● **EXERCISE GOAL**
For each entry that follows, produce an exact copy.

====== EXERCISE DATA

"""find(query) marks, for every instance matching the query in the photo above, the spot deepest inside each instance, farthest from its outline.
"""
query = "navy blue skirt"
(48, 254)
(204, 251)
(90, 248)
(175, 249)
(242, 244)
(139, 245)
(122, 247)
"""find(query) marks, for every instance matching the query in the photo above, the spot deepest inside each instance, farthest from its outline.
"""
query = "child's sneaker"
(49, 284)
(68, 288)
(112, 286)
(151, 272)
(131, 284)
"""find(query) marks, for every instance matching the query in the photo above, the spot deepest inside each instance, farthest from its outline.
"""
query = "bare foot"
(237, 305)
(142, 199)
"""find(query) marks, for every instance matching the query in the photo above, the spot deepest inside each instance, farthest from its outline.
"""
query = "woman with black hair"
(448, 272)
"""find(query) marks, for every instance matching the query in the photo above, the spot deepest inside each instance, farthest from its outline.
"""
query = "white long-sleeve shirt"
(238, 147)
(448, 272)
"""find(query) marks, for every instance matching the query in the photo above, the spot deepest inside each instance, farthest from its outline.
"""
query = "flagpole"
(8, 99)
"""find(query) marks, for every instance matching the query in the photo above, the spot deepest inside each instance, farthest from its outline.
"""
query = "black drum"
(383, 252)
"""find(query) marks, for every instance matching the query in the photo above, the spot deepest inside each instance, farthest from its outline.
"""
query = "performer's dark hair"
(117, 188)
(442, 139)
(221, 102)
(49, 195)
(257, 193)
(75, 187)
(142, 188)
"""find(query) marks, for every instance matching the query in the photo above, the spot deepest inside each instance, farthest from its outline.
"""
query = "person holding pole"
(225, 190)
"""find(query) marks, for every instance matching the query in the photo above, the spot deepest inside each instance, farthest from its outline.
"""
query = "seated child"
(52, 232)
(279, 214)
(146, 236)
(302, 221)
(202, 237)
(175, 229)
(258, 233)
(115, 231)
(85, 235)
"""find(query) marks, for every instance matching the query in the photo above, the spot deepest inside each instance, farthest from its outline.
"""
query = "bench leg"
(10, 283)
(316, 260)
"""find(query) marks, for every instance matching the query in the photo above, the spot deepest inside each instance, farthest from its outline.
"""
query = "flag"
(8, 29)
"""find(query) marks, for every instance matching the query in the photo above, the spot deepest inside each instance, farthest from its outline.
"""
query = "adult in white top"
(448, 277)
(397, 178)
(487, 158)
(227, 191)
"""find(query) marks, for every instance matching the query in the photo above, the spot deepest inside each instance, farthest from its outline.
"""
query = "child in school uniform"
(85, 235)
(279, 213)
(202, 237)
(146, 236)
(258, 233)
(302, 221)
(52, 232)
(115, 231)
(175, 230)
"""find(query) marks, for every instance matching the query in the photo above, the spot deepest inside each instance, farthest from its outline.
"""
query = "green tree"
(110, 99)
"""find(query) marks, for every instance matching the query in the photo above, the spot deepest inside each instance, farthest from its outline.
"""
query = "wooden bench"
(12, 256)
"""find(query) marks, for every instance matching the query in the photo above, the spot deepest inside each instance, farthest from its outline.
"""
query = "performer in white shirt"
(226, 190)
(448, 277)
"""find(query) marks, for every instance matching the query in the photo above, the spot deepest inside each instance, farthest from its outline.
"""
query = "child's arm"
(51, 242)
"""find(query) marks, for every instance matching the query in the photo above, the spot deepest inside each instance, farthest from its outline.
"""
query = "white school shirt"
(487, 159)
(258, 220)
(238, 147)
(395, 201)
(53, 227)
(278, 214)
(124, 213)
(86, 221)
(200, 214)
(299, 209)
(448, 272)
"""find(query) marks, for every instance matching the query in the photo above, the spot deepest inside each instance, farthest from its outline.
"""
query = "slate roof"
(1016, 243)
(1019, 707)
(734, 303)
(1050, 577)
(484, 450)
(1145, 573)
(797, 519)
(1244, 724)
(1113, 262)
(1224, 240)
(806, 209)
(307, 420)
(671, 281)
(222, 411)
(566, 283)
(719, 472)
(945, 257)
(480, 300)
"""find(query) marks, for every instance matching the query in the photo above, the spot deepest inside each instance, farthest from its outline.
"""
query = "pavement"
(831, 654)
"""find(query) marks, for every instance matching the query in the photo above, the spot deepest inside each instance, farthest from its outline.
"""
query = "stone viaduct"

============

● **SOLUTION TO THIS EXERCISE**
"""find(query) marks, for every instance matching the query in the photo above, the spot deepest inside each instance, farthest from its outline.
"""
query = "navy blue skirt"
(48, 254)
(204, 251)
(90, 248)
(175, 249)
(242, 244)
(139, 245)
(122, 247)
"""find(query) marks, for every instance matching the query in the photo above, the spot deepest inside each instance, farthest from its outline.
"""
query = "child's sneaker"
(49, 284)
(68, 288)
(112, 286)
(151, 272)
(131, 284)
"""find(query) marks, for every instance matching the query in the photo above, the spot deepest inside each instance, farthest from its outline.
"""
query = "bare foot"
(237, 305)
(142, 199)
"""find(query) marks, for every instance matching the query in the photo above, the spot deepest inside each instance, farthest from its outline.
"""
query = "woman with black hair"
(448, 272)
"""find(query) marks, for every instance matching the query in the photo above, the spot deepest inside each instance, farthest from its outline.
"""
query = "white long-sleeve shirt"
(238, 147)
(448, 272)
"""find(query) marks, for every instance matching the query in the photo above, the spot deepest inside each instance, farthest from its outline.
"""
query = "flagpole"
(8, 99)
"""find(query) marks, for every instance matching the query in the photo above, the spot deepest inside each instance, farthest from its outline.
"""
query = "black drum"
(383, 252)
"""find(query) marks, for every instance matching the query in the photo above, the spot deepest inside each instance, farthest from its outline.
"""
query = "performer's dark hair"
(117, 188)
(442, 139)
(221, 102)
(49, 195)
(257, 193)
(75, 187)
(142, 188)
"""find(query) marks, for every instance matching the query in the photo above, the spot deepest inside each instance, farthest from its outline.
"""
query = "person holding pole"
(225, 190)
"""find(query) marks, for every instance matching the query in the photo above, the spot deepest inside each instance, farthest from its outline.
"""
query = "seated child"
(52, 232)
(279, 214)
(146, 236)
(302, 221)
(202, 237)
(175, 229)
(258, 233)
(115, 231)
(85, 235)
"""find(query) marks, for every instance matching the query in the photo above, the spot deepest inside each instance, farthest from its outline.
"""
query = "bench leg"
(10, 283)
(316, 260)
"""find(query) marks, for every instance matching the query in the photo above, the spot deepest inside each instance, farthest from its outline.
"""
query = "flag"
(8, 29)
"""find(query) marks, for every instance matching the query in the photo above, the spot deepest inside each instance, farthest from its outline.
"""
query = "adult in white top"
(448, 277)
(397, 178)
(487, 158)
(227, 191)
"""find(query) marks, for every instance matching the query in the photo above, the spot deepest inside each instance, farthest from its outline.
"""
query = "child in school uniform"
(85, 235)
(279, 213)
(202, 237)
(146, 236)
(258, 233)
(302, 221)
(52, 232)
(115, 231)
(175, 230)
"""find(query) marks, for every instance matching the query in the photo above, the spot deepest inside each instance, farthest from its outline.
"""
query = "green tree"
(110, 99)
"""find(query) marks, for every instance matching the query in the photo above, the spot deepest inside each instance, farthest from its outline.
"""
query = "wooden bench"
(12, 256)
"""find(query) marks, for every instance matching the query in the photo above, the spot deepest inside each instance, farthest from its outline.
"""
query = "performer in white shirt"
(226, 190)
(448, 277)
"""find(query) marks, for every instance matching the query in the photo above, the spot deepest inside each instance, farthest from its outline.
"""
query = "child's arm"
(51, 242)
"""find(query) marks, for every instance matching the query in the photo above, the spot deepest inside each instance, farthest from its outline.
"""
query = "white school shirt"
(487, 159)
(258, 220)
(238, 147)
(395, 201)
(53, 227)
(278, 214)
(124, 213)
(86, 221)
(200, 214)
(299, 209)
(448, 272)
"""find(query) marks, for every instance matching the query in the photo above, the spot deepest inside each instance, farthest from its outline.
"""
query = "slate roof"
(1016, 243)
(1019, 707)
(734, 303)
(1050, 577)
(484, 450)
(1145, 573)
(797, 519)
(1244, 724)
(1113, 262)
(1224, 240)
(806, 209)
(307, 420)
(671, 281)
(222, 411)
(566, 283)
(719, 472)
(945, 257)
(480, 300)
"""find(query) marks, for every instance matching the query in the photo above, the spot deepest inside each instance, farthest from its outline.
"""
query = "pavement"
(831, 654)
"""find(query) marks, for every instance matching the query in the photo above, the spot deepest inside each instance, farthest from its outline.
"""
query = "stone viaduct"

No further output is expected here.